Text to read.
⁂

SECURITIES AND EXCHANGE COMMISSION

Washington, D.C. 20549

 

 

FORM 8-K

 

 

CURRENT REPORT Pursuant to Section 13 or 15(d)

of the Securities Exchange Act of 1934

Date of Report (Date of earliest event reported): April 15, 2013

 

 

Willis Group Holdings Public Limited Company

(Exact name of registrant as specified in its charter)

 

 

 

Ireland   001-16503   98-0352587

(State or other jurisdiction

of incorporation)

 

(Commission

File Number)

 

(IRS Employer

Identification No.)

c/o Willis Group Limited, 51 Lime Street, London, EC3M 7DQ, England and Wales

(Address, including Zip Code, of Principal Executive Offices)

Registrant’s telephone number, including area code: (44) (20) 3124 6000

Not Applicable

(Former name or former address, if changed since last report)

 

 

Check the appropriate box below if the Form 8-K filing is intended to simultaneously satisfy the filing obligation of the registrant under any of the following provisions:

 

¨ Written communications pursuant to Rule 425 under the Securities Act (17 CFR 230.425)

 

¨ Soliciting material pursuant to Rule 14a-12 under the Exchange Act (17 CFR 240.14a-12)

 

¨ Pre-commencement communications pursuant to Rule 14d-2(b) under the Exchange Act (17 CFR 240.14d-2(b))

 

¨ Pre-commencement communications pursuant to Rule 13e-4(c) under the Exchange Act (17 CFR 240.13e-4(c))

 

 

 


Item 8.01. Other Events.

Willis Group Holdings PLC, through a wholly-owned subsidiary (collectively, “Willis”), owns an approximate 30 percent ownership interest in GS & Cie Groupe (“Gras Savoye”). Pursuant to that certain Shareholders’ Agreement (the “Shareholders Agreement”), dated December 17, 2009, Willis has a call option to purchase 100 percent of the capital of Gras Savoye. On April 15, 2013, the parties amended the terms of the Shareholders Agreement to extend the exercise date of the call option by one year to 2016. Additionally, pursuant to the amendment, the call option is based on an agreed-upon formula for determining enterprise and equity value of Gras Savoye in 2016 based on Gras Savoye’s 2014 and 2015 consolidated accounts. The formula is based on a weighting of revenue and EBITDA averaged over a one-to-two-year period to which certain pre-determined market multiples would be applied. Willis will be required to notify the other shareholders prior to April 30, 2015 whether it waives or retains the benefit of the call option. If Willis retains the call option but does not exercise it by May 15, 2016, then the other shareholders can require Willis to acquire their shares in Gras Savoye by June 15, 2016. The main shareholders may initiate procedures to sell Gras Savoye to a third party if either (1) Willis waives the call option or (2) Willis retains the option, does not exercise it and the other shareholders do not require Willis to acquire their shares. Willis issued a press release regarding the extension of the option which is attached hereto as Exhibit 99.1 and incorporated herein by reference.

⁂

Supplied material.
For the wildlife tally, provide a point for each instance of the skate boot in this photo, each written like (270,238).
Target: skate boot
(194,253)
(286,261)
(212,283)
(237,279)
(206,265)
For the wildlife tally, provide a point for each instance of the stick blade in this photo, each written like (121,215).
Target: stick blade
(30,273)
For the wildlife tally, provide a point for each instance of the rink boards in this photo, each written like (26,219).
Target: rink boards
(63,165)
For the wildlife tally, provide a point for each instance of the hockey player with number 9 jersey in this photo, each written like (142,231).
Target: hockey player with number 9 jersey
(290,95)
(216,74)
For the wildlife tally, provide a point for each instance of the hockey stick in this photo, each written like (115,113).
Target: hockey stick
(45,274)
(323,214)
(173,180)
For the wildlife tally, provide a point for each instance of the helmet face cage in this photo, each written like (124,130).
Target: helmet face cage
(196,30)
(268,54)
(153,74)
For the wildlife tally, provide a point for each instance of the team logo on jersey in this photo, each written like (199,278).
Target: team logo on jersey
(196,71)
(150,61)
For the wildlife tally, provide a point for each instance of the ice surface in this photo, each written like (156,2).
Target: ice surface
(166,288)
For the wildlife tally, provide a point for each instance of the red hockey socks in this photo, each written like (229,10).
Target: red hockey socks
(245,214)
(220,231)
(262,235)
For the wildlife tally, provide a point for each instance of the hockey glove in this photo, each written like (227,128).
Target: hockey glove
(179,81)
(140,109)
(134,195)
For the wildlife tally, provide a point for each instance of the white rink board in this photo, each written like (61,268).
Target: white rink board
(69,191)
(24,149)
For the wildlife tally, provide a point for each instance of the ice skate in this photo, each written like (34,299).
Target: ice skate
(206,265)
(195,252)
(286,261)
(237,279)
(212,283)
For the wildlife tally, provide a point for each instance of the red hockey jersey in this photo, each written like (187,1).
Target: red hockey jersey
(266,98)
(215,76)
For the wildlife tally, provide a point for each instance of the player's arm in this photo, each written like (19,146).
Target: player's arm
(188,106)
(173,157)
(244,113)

⁂

To be done.
1) In the Willis filing, by what date must Willis tell the other shareholders whether it waives or retains the call option?
2) Extend the Willis filing, picking up right after its last sentence.
The listing is separate material from the Willis filing.

Answers per task.
1) Prior to April 30, 2015.

2)
Item 9.01 Financial Statements and Exhibits.

(d) Exhibits

 

Exhibit
Number

  

Description

99.1    Willis Group Holdings Public Limited Company Press Release issued April 16, 2013


SIGNATURES

Pursuant to the requirement of the Securities Exchange Act of 1934, the registrant has duly caused this report to be signed on its behalf by the undersigned hereunto duly authorized.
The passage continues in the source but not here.